● Instrucciones de la tarea
Sustituye "distant building" por "far-off building" en el tramo que va desde la línea que contiene "--target distant building" hasta el final de los registros, y reproduce ese tramo sin ningún otro cambio.

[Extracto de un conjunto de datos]
■ ■ ■ ■ ■
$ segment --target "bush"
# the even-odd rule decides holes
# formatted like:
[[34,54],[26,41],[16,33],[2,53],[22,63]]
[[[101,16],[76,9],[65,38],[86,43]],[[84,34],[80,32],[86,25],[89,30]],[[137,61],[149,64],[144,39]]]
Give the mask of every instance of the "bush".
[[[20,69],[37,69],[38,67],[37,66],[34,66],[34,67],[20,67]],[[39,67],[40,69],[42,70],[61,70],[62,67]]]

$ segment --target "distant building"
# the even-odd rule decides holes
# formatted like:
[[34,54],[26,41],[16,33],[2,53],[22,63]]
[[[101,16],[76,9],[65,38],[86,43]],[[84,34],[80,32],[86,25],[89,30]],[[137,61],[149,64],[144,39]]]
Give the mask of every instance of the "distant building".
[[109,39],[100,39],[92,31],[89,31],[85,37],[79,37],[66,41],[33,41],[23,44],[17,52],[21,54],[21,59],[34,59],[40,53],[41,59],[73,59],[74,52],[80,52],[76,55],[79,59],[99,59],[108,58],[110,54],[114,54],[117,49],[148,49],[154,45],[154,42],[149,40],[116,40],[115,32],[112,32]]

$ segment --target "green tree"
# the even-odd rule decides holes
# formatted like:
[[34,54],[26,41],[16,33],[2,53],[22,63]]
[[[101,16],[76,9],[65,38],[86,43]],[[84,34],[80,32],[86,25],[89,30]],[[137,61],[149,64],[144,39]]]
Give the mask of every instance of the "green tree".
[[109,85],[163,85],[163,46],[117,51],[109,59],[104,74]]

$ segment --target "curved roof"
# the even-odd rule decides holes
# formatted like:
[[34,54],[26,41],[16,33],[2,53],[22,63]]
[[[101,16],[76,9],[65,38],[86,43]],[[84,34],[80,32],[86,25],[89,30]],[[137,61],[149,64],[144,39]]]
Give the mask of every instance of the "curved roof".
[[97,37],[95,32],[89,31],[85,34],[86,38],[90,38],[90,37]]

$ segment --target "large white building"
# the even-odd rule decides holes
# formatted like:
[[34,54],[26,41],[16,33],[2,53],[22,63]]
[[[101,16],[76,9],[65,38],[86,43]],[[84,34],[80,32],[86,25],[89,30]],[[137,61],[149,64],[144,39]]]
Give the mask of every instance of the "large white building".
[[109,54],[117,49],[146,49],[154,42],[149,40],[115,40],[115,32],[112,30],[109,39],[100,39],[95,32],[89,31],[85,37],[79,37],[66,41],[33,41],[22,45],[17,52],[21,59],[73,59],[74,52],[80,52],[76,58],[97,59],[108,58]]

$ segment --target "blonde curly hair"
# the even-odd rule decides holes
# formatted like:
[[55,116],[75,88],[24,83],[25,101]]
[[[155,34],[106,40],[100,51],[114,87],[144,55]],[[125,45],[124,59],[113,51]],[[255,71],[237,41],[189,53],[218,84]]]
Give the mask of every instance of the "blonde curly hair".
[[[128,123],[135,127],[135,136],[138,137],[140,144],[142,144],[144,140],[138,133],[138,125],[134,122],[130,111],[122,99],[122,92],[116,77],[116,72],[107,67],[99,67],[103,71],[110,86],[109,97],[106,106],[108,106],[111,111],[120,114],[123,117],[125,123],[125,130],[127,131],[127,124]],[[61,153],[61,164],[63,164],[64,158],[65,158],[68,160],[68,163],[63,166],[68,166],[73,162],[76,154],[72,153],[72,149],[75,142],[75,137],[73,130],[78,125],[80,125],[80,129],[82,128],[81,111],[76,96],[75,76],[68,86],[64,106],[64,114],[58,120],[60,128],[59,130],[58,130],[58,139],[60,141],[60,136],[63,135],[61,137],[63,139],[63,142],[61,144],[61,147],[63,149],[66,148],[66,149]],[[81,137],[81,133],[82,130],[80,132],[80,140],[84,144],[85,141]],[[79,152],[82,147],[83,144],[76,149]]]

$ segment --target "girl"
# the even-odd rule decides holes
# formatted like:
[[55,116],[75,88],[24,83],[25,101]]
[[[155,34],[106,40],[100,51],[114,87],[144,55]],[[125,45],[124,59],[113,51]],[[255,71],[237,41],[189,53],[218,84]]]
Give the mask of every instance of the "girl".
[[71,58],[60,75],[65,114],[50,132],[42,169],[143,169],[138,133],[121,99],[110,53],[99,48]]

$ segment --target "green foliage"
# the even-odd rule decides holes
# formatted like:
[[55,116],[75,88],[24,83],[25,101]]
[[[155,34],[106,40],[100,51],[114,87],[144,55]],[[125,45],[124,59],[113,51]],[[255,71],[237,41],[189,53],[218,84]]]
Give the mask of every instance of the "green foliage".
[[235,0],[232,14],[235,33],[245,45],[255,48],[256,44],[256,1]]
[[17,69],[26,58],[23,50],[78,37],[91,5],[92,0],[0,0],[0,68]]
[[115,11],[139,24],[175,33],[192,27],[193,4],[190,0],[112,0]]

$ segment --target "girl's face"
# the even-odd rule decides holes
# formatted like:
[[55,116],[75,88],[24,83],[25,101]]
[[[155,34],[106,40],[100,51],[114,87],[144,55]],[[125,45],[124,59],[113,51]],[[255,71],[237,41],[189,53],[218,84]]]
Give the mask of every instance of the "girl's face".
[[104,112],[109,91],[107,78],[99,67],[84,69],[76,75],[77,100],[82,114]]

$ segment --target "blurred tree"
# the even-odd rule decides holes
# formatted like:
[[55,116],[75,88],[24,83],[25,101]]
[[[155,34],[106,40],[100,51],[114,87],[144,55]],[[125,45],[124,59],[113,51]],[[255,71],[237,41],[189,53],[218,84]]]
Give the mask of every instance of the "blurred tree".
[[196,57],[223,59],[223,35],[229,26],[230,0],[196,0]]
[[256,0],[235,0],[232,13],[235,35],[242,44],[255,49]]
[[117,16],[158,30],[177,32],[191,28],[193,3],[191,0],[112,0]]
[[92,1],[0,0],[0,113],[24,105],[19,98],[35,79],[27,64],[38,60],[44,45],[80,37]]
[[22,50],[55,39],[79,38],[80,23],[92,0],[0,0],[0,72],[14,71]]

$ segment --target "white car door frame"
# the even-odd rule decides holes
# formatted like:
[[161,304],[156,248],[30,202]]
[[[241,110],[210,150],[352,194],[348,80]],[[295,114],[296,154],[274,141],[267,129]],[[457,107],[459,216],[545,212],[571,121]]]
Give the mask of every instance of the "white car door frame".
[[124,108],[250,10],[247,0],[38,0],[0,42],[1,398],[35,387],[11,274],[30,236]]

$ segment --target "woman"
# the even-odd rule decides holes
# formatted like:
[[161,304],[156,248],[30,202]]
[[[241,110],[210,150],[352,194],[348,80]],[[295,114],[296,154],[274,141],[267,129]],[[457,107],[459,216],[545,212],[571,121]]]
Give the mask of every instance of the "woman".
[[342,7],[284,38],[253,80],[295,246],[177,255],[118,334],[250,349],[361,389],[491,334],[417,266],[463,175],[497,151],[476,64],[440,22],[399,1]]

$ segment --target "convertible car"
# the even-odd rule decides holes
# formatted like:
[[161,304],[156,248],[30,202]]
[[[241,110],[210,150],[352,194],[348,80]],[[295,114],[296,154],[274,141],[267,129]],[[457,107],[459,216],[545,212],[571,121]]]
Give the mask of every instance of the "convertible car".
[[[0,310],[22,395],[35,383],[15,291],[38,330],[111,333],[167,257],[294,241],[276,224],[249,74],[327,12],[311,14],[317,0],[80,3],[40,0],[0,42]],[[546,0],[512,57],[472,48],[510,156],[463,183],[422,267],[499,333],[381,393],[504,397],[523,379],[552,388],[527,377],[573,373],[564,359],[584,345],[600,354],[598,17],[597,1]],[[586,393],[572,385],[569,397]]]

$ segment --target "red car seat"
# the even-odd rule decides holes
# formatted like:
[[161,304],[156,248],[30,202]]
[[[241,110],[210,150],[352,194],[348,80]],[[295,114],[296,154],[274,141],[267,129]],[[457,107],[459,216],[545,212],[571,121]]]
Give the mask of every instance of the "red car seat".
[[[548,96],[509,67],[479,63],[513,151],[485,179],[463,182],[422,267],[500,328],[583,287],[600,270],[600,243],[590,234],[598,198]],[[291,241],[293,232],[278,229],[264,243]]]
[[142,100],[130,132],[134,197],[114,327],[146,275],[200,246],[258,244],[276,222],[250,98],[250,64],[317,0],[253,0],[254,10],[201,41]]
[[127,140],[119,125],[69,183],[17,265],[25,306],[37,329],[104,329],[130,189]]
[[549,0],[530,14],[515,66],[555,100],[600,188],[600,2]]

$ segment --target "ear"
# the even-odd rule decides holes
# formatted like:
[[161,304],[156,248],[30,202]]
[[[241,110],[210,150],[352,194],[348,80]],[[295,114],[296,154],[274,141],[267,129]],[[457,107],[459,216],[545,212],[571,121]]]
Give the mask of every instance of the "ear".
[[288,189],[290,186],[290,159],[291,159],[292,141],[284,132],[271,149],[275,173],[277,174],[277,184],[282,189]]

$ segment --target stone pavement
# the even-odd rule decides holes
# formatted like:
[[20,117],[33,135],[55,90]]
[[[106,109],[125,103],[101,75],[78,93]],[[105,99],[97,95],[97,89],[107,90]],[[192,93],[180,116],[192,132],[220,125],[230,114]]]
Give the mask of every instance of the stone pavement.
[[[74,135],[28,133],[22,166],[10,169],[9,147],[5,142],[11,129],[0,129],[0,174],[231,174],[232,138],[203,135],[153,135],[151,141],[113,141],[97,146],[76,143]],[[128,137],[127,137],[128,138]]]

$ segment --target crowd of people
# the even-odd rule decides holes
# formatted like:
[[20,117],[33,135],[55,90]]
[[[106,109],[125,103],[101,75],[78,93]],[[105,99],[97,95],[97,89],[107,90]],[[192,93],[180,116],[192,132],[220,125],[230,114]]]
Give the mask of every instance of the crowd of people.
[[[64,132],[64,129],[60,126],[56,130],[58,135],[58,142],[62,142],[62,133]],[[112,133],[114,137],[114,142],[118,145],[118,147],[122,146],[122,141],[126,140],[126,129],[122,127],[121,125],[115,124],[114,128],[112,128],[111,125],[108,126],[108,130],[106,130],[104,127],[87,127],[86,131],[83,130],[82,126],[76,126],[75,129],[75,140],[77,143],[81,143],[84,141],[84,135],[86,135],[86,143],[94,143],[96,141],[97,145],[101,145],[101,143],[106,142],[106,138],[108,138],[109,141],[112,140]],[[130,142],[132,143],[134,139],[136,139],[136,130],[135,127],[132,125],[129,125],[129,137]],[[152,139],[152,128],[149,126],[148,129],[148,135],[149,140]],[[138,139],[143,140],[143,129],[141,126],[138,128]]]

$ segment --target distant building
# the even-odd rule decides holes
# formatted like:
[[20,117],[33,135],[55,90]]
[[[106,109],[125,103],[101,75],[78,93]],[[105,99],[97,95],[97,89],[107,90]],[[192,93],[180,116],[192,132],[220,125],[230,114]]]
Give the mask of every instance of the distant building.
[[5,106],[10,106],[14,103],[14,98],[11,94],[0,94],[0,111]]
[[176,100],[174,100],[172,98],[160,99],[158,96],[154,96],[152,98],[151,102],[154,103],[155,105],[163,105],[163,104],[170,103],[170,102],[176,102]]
■ ■ ■ ■ ■
● Respuesta final
$ segment --target far-off building
# the even-odd rule decides holes
# formatted like:
[[20,117],[33,135],[55,90]]
[[[106,109],[125,103],[101,75],[78,93]],[[105,99],[97,95],[97,89],[107,90]],[[192,93],[180,116],[192,132],[220,125],[230,114]]]
Give the mask of every instance of the far-off building.
[[5,106],[10,106],[14,103],[14,98],[11,94],[0,94],[0,111]]
[[176,100],[174,100],[172,98],[160,99],[158,96],[154,96],[152,98],[151,102],[154,103],[155,105],[163,105],[163,104],[170,103],[170,102],[176,102]]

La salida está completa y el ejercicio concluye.